» **Extrait du document**:
########
Je me sens bien sûr souvent assez proche des éléments, de mon environnement campagnard auquel j’ai un rapport un peu romantique car sur bien des aspects, je suis un homme du dix-neuvième siècle.

Mais je sais surtout que la nature passe son temps à défaire ce qu’elle fait, à donner la vie et à la reprendre. Je ne peux m’empêcher de penser que la nature n’a d’autre but que de nous menacer et de nous nuire à seule fin de faire tourner le moteur de sa grande machine lancée dans sa course folle, dans sa mystérieuse fuite en avant, même si elle nous gratifie tout autant de plaisirs qui n’existent que par notre conscience.
########
» **Travail à réaliser**:
A: Résumez en deux phrases l’extrait sur la nature.
B: Reproduisez à l’identique le passage de l’extrait sur la nature qui va de « Je me sens bien » à « du dix-neuvième siècle. ».
C: Poursuivez l’extrait sur la nature au-delà de sa dernière phrase.
Les données qui suivent n’ont aucun lien avec l’extrait.

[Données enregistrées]
########
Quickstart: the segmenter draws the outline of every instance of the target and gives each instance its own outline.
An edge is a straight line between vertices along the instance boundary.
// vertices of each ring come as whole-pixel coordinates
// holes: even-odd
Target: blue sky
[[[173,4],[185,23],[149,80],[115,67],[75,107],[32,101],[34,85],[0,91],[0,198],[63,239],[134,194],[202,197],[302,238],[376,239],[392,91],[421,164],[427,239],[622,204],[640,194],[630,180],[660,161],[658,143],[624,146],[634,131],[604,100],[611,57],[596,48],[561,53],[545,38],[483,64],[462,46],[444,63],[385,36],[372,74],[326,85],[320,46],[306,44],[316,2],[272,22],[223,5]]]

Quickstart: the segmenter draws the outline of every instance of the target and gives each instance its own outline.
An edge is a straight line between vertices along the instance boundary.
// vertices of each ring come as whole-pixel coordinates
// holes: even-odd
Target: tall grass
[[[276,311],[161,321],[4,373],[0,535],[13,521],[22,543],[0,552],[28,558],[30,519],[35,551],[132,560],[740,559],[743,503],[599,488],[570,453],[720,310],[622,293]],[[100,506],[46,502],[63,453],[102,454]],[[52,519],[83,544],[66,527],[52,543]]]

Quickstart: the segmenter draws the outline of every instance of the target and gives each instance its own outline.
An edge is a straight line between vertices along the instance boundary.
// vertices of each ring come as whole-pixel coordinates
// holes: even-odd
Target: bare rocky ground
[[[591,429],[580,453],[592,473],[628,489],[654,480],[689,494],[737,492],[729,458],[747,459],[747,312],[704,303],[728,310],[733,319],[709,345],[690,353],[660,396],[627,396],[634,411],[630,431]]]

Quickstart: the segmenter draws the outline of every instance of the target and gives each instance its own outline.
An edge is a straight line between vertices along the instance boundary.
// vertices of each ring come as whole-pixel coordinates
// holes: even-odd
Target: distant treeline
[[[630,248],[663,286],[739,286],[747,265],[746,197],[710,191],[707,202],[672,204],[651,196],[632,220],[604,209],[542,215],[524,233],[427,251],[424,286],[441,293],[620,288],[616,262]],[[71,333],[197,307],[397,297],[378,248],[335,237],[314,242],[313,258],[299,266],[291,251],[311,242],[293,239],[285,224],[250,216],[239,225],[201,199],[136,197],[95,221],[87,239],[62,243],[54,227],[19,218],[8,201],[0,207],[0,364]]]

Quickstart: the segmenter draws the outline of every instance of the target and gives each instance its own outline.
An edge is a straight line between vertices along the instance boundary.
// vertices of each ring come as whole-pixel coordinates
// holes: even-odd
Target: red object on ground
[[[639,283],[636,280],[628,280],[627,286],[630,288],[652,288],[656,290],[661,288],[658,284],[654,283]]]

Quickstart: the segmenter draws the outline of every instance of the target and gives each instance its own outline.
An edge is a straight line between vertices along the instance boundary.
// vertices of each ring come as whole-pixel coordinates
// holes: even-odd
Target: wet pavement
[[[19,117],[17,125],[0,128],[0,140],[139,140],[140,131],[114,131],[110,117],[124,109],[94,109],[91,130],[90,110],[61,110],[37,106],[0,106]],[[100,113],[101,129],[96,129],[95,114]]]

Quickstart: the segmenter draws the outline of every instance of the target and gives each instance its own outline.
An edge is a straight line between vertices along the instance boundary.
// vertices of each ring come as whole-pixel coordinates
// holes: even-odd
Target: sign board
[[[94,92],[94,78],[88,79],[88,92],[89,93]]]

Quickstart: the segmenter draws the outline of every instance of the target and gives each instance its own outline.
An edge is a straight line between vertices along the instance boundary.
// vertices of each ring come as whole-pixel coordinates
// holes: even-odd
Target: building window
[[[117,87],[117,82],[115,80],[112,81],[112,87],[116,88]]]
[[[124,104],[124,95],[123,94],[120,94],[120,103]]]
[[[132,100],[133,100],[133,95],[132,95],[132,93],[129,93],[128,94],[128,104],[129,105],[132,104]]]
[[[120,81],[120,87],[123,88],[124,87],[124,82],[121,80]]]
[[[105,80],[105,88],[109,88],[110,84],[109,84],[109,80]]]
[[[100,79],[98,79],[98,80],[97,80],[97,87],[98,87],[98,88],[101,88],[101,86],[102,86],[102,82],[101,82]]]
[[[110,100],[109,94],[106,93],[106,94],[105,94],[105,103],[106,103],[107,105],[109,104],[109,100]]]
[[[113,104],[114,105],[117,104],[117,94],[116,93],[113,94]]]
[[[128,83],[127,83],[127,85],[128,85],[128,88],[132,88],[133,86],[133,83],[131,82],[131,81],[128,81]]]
########
» **Réponses successives**:
A: Le narrateur se sent souvent proche des éléments et de son environnement campagnard, avec lequel il a un rapport un peu romantique, se disant à bien des égards un homme du dix-neuvième siècle. Il sait surtout que la nature défait ce qu’elle fait, donne la vie et la reprend, et il pense qu’elle cherche à nous menacer et à nous nuire pour faire tourner sa grande machine, même si elle nous offre aussi des plaisirs qui n’existent que par notre conscience.

B:
Je me sens bien sûr souvent assez proche des éléments, de mon environnement campagnard auquel j’ai un rapport un peu romantique car sur bien des aspects, je suis un homme du dix-neuvième siècle.

C:
Pendant la plus bucolique de mes promenades, j’ai toujours un œil aux aguets, je regarde sans cesse derrière moi, je veille en permanence à ce qui pourrait surgir à l’improviste, à ce que je pourrais rencontrer, qu’il s’agisse d’un animal à peu près inoffensif ou de la plus dangereuse des créatures : un être humain.

Heureusement, la nature sait aussi permettre aux pauvres animaux effrayés et ignorants que nous sommes de reprendre haleine, nous donner un peu d’apaisement lorsqu’elle consent à nous laisser ouvrir la parenthèse des jardins.

 

Photo : L'an dernier dans mes lilas qui avaient donné une floraison plus abondante que cette année.